- **Portion of a data file**

────

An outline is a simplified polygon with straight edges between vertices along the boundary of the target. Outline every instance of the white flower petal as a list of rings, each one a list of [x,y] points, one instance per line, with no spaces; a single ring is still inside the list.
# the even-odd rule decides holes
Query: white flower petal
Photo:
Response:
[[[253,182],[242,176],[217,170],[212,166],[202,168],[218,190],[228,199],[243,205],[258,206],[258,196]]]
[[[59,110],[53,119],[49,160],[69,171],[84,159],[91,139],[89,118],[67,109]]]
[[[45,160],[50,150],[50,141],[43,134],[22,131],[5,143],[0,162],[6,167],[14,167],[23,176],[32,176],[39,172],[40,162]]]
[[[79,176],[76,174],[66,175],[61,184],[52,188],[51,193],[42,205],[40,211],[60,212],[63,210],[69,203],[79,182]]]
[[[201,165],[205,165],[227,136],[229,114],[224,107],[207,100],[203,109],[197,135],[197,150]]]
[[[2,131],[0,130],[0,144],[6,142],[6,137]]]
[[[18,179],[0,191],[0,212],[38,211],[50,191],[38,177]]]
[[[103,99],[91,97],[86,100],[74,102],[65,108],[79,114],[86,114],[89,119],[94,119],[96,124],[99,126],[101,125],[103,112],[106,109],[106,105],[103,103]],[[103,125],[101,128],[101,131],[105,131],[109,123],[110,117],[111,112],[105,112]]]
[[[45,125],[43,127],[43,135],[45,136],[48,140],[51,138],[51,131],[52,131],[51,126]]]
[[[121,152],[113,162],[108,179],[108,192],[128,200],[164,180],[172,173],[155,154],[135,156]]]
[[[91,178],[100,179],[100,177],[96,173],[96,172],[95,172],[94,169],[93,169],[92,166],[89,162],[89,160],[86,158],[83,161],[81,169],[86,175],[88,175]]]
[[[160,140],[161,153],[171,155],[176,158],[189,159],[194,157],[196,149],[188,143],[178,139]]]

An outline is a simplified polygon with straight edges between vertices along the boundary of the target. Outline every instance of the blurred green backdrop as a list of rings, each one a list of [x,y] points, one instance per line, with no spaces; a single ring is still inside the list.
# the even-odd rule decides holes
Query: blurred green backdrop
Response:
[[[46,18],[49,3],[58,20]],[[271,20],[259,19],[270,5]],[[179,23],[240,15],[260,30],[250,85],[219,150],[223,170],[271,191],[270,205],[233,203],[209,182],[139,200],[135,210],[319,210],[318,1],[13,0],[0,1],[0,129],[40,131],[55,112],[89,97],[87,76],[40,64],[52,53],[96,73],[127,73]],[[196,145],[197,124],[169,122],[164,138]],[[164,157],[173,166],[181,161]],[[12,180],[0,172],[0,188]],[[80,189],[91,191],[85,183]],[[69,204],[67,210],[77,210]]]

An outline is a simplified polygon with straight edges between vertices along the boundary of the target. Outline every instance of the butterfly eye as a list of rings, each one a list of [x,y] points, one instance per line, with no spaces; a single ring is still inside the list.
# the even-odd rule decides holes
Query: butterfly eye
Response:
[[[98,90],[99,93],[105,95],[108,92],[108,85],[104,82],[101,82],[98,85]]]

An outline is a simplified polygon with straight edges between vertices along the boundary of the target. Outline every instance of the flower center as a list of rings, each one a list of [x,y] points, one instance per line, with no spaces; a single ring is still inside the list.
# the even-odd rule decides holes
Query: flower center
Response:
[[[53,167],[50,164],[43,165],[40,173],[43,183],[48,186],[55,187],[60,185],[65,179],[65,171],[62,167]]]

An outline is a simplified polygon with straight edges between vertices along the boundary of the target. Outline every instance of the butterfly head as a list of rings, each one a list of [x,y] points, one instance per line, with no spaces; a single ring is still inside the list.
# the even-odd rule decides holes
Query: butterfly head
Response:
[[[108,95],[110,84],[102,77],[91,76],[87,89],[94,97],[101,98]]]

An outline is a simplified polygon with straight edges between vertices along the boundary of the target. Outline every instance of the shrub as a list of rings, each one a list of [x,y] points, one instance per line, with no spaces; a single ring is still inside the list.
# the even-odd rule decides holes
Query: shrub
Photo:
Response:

────

- **GOAL**
Please recast every line of the listing above as a numbered list, leaving out the blank lines.

- **OUTPUT FOR THIS TASK**
1. An outline is a simplified polygon with straight edges between vertices along the boundary of the target. Outline every instance of the white flower petal as a list of rings, each one a list of [x,y] points, one instance per line, with no spaces; a single ring is still inside the list.
2. # the even-odd rule decides holes
3. Query: white flower petal
4. Photo:
5. Response:
6. [[[253,182],[242,176],[217,170],[212,166],[202,168],[218,190],[228,199],[243,205],[258,206],[258,196]]]
7. [[[59,110],[53,119],[49,160],[69,171],[84,159],[91,139],[89,118],[67,109]]]
8. [[[45,160],[50,150],[50,141],[43,134],[22,131],[5,143],[0,162],[6,167],[14,167],[23,176],[32,176],[39,172],[40,162]]]
9. [[[79,176],[76,174],[66,175],[61,184],[52,188],[51,193],[42,205],[40,211],[60,212],[63,210],[69,203],[79,182]]]
10. [[[201,165],[205,165],[227,136],[229,114],[224,107],[207,100],[203,109],[197,135],[197,150]]]
11. [[[2,131],[0,130],[0,144],[6,142],[6,137]]]
12. [[[18,179],[0,191],[0,212],[38,211],[50,191],[38,177]]]
13. [[[103,99],[91,97],[86,100],[74,102],[65,108],[79,114],[86,114],[89,119],[94,119],[96,124],[99,126],[101,125],[103,112],[106,109],[106,105],[103,103]],[[103,125],[101,128],[101,131],[105,131],[109,123],[110,117],[111,112],[105,112]]]
14. [[[45,125],[43,127],[43,135],[45,136],[48,140],[51,138],[51,131],[52,131],[51,126]]]
15. [[[121,152],[113,162],[108,179],[108,192],[128,200],[164,180],[172,173],[155,154],[135,156]]]
16. [[[91,178],[100,179],[100,177],[96,173],[96,172],[95,172],[94,169],[93,169],[92,166],[89,162],[89,160],[86,158],[83,161],[81,169],[86,175],[88,175]]]
17. [[[160,140],[161,153],[171,155],[176,158],[189,159],[194,157],[196,149],[188,143],[178,139]]]
18. An outline is a simplified polygon with straight edges between vertices along the boundary of the target. Outline every instance of the blurred green backdrop as a list of rings, each one a list of [x,y] points, one instance per line, with no spaces; a single ring is still inside the list.
19. # the even-odd rule decides holes
20. Query: blurred green backdrop
21. Response:
22. [[[46,18],[49,3],[58,20]],[[271,20],[259,19],[270,5]],[[179,23],[240,15],[260,30],[250,85],[219,150],[223,170],[271,191],[270,205],[233,203],[209,182],[139,200],[135,210],[319,210],[318,1],[13,0],[0,1],[0,129],[40,131],[55,112],[89,97],[87,76],[40,64],[52,53],[96,73],[127,73]],[[196,145],[197,124],[169,122],[164,138]],[[164,157],[173,166],[181,161]],[[12,180],[0,172],[0,188]],[[80,189],[91,191],[85,183]],[[69,204],[67,210],[77,210]]]
23. An outline is a simplified polygon with straight edges between vertices along the boundary of the target. Outline every instance of the butterfly eye as a list of rings, each one a list of [x,y] points, one instance per line, with no spaces; a single ring is still inside the list.
24. # the even-odd rule decides holes
25. Query: butterfly eye
26. Response:
27. [[[98,90],[99,93],[105,95],[108,92],[108,85],[104,82],[101,82],[98,85]]]
28. An outline is a simplified polygon with straight edges between vertices along the boundary of the target. Outline every instance of the flower center as a list of rings, each one a list of [x,y] points, one instance per line, with no spaces; a single ring is still inside the list.
29. # the even-odd rule decides holes
30. Query: flower center
31. Response:
32. [[[53,167],[50,164],[43,165],[40,173],[43,183],[48,186],[55,187],[60,185],[65,179],[65,171],[62,167]]]
33. An outline is a simplified polygon with straight edges between vertices along the boundary of the target. Outline every instance of the butterfly head as a list of rings, each one a list of [x,y] points, one instance per line, with no spaces; a single ring is still inside the list.
34. # the even-odd rule decides holes
35. Query: butterfly head
36. Response:
37. [[[108,95],[110,84],[102,77],[91,76],[87,89],[94,97],[101,98]]]
38. An outline is a simplified polygon with straight edges between vertices along the boundary of the target. Outline every instance of the shrub as a list of rings, each one a list of [x,y] points, one instance per line, with no spaces; a single ring is still inside the list.
39. # the even-odd rule decides holes
40. Query: shrub
41. Photo:
42. Response:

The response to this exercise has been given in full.